### Problem
Your task is to print the material below exactly as presented.

### Extracted information
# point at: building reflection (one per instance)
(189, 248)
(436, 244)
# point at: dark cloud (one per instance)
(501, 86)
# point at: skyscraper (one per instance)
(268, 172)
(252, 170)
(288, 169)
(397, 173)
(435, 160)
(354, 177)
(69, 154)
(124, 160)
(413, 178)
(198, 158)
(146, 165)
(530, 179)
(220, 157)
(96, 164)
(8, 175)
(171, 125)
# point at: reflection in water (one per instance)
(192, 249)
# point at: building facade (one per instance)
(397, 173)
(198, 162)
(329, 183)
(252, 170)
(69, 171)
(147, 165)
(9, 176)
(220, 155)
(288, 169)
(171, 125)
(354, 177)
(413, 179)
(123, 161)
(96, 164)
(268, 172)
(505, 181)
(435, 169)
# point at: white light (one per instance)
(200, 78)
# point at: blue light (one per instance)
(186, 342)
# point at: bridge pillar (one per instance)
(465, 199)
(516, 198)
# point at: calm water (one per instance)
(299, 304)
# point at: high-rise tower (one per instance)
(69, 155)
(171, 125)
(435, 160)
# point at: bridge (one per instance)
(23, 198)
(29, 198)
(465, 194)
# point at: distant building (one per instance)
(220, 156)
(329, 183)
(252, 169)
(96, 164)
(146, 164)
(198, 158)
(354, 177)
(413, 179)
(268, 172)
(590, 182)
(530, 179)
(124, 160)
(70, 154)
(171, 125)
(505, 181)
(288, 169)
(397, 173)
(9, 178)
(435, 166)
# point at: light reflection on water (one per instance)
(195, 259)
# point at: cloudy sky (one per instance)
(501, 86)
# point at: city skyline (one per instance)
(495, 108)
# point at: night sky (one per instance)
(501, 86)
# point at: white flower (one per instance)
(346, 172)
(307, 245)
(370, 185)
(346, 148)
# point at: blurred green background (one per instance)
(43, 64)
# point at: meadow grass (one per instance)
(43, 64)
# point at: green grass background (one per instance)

### Exercise solution
# point at: building reflection (one per instance)
(189, 248)
(436, 244)
# point at: dark cloud (one per instance)
(501, 86)
# point at: skyscraper (one per instance)
(268, 172)
(252, 170)
(288, 169)
(397, 173)
(435, 160)
(354, 177)
(69, 154)
(124, 160)
(413, 178)
(198, 158)
(146, 165)
(530, 179)
(220, 157)
(96, 164)
(8, 175)
(171, 125)
# point at: reflection in water (one per instance)
(192, 249)
# point at: building facade (one per instance)
(397, 173)
(198, 162)
(329, 183)
(252, 170)
(69, 171)
(147, 165)
(9, 176)
(220, 155)
(288, 169)
(171, 125)
(354, 177)
(413, 179)
(123, 161)
(96, 164)
(268, 172)
(505, 181)
(435, 169)
# point at: white light (one per instance)
(200, 78)
# point at: blue light (one per instance)
(186, 342)
# point at: bridge pillar (one per instance)
(465, 199)
(516, 198)
# point at: calm water (one per instance)
(299, 304)
# point at: high-rise tower (one per instance)
(69, 155)
(171, 125)
(435, 160)
# point at: bridge (one per instance)
(23, 198)
(29, 198)
(465, 194)
# point at: distant building (one per instance)
(220, 156)
(329, 183)
(252, 169)
(96, 164)
(146, 164)
(198, 158)
(354, 177)
(413, 179)
(268, 172)
(590, 182)
(530, 179)
(124, 160)
(70, 154)
(171, 125)
(505, 181)
(288, 169)
(397, 173)
(9, 178)
(435, 166)
# point at: light reflection on water (one per instance)
(195, 259)
# point at: cloudy sky (one per instance)
(501, 86)
# point at: city skyline (one per instance)
(495, 108)
# point at: night sky (one per instance)
(501, 86)
# point at: white flower (one per instance)
(346, 172)
(307, 245)
(370, 185)
(346, 148)
# point at: blurred green background (one per instance)
(43, 64)
# point at: meadow grass (one per instance)
(43, 64)
# point at: green grass background (one per instance)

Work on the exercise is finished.